::: Provided entries

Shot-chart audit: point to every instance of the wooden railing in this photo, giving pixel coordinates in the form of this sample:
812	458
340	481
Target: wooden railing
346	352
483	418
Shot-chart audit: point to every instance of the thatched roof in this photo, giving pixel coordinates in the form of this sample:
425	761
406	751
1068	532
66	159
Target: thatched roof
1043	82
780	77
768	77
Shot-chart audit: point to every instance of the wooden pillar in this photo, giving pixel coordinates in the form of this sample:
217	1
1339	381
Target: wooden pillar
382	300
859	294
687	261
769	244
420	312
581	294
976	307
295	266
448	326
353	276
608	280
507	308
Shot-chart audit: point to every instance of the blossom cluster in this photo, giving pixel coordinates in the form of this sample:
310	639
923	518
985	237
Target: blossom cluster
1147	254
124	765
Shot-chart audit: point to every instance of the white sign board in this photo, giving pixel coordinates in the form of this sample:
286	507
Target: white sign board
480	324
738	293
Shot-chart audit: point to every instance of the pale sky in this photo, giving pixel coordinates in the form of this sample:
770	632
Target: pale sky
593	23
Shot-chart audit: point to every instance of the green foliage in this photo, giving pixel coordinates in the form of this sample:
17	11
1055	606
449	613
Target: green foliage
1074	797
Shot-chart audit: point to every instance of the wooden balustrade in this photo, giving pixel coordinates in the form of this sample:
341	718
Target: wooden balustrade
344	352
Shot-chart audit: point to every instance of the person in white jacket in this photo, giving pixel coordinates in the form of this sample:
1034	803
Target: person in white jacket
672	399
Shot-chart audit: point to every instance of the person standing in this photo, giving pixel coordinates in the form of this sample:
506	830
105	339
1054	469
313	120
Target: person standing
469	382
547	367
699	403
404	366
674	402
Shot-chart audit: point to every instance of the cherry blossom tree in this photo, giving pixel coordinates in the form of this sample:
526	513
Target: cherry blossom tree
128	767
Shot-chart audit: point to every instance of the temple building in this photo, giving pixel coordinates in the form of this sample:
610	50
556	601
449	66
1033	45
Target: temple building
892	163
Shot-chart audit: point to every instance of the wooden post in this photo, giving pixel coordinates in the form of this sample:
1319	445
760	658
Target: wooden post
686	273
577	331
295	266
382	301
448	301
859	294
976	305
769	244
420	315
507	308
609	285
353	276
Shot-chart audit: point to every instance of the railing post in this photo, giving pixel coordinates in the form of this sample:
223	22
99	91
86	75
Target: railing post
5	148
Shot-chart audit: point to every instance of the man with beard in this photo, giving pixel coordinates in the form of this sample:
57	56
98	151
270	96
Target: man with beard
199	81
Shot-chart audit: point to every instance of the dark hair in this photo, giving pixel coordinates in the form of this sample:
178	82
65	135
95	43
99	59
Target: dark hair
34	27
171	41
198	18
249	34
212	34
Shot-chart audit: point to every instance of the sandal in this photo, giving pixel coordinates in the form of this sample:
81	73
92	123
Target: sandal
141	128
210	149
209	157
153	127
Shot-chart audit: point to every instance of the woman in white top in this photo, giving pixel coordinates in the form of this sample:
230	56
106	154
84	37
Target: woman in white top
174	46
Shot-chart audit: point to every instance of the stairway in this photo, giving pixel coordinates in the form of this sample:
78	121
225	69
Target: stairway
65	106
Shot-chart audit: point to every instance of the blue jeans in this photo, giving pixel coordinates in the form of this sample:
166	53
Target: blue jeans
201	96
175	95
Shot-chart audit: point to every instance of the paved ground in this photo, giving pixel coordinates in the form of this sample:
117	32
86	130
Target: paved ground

::::::

→ **Directions for this task**
Please quote the data above in full, with no line missing.

→ **Exercise answer**
Shot-chart audit: point to every instance of the wooden railing in this photo, giving pixel coordinates in the form of this sample:
812	458
340	481
Target: wooden railing
346	352
483	418
Shot-chart audit: point to every instance of the thatched roof in this photo, giving pixel coordinates in the form of this sample:
425	761
406	751
1068	532
66	159
Target: thatched roof
1043	82
780	77
768	77
Shot-chart audit: point to every instance of the wooden pillar in this photo, giving pixel coordinates in the form of this sample:
217	1
1339	381
Target: wooden pillar
382	300
859	294
687	261
769	244
420	312
581	294
976	307
295	266
448	326
353	276
608	280
507	308
Shot-chart audit: point to every instance of the blossom cluster in this photo, giving pixel coordinates in the form of this sample:
310	639
923	518
985	237
Target: blossom cluster
1147	254
124	765
Shot-chart audit: point to every instance of the white sign board in this photo, giving pixel coordinates in the form of this sample:
286	507
Target: white sign board
480	324
738	293
Shot-chart audit: point to every instance of the pale sky in this photo, giving pixel coordinates in the form of this sample:
770	632
Target: pale sky
593	23
Shot-chart audit: point to every instance of the green foliage in this photo, giving pixel coordinates in the form of this sample:
17	11
1055	606
449	613
Target: green foliage
1074	797
Shot-chart audit: point to every instance of the wooden balustrade in this photo, giving pixel coordinates in the form of this sample:
341	718
Target: wooden balustrade
344	352
Shot-chart audit: point to every instance of the person in white jacket in this photo, giving pixel coordinates in the form of this sample:
1034	803
Target: person in white jacket
672	399
Shot-chart audit: point to every instance of the person standing in this photo, giving pixel coordinates in the form of this sample:
506	830
105	339
1054	469
313	120
Target: person standing
469	382
547	367
699	403
404	366
674	402
Shot-chart audit: point to every instance of the cherry blossom tree in this photo, giving pixel coordinates in the form of this sample:
526	513
Target: cherry blossom tree
128	767
Shot-chart audit: point to every instance of the temple building in this photo, giving pixel coordinates in the form of this sample:
610	50
556	601
449	66
1033	45
Target: temple building
892	163
Shot-chart audit: point to every instance of the wooden post in this photo, giving pixel coordinates in the form of this sample:
1319	445
760	658
Target: wooden post
686	273
577	331
295	266
382	301
448	301
859	294
976	305
769	244
420	315
507	308
609	285
353	276
Shot-chart audit: point to every instance of the railing post in this photo, giving pixel coordinates in the form of this sample:
223	22
99	91
86	75
Target: railing post
5	148
Shot-chart audit: point to every instance of the man with beard in this photo, giving pixel coordinates in the form of this sample:
57	56
98	151
270	96
Target: man with beard
199	81
Shot-chart audit: point to every instance of the dark hair in this photo, giving pixel coordinates in the form of this sample:
178	82
65	135
95	43
99	59
Target: dark hair
34	27
171	41
198	18
249	34
212	34
Shot-chart audit: point to every instance of the sandal in this photo, giving pixel coordinates in the form of this sample:
81	73
92	123
Target: sandal
141	128
210	149
209	157
153	127
Shot-chart audit: point to every instance of the woman in white top in this photo, giving pixel coordinates in the form of this sample:
230	56
106	154
84	37
Target: woman in white top
174	46
Shot-chart audit: point to every instance of the stairway in this photo, giving pixel coordinates in the form of this sample:
78	121
225	69
Target: stairway
65	106
Shot-chart audit: point to every instance of the blue jeans in this photo, giving pixel coordinates in the form of this sample:
166	53
Target: blue jeans
201	96
175	95
Shot-chart audit: point to every instance of the paved ground in this photo, giving pixel coordinates in the form of this sample:
117	32
86	130
Target: paved ground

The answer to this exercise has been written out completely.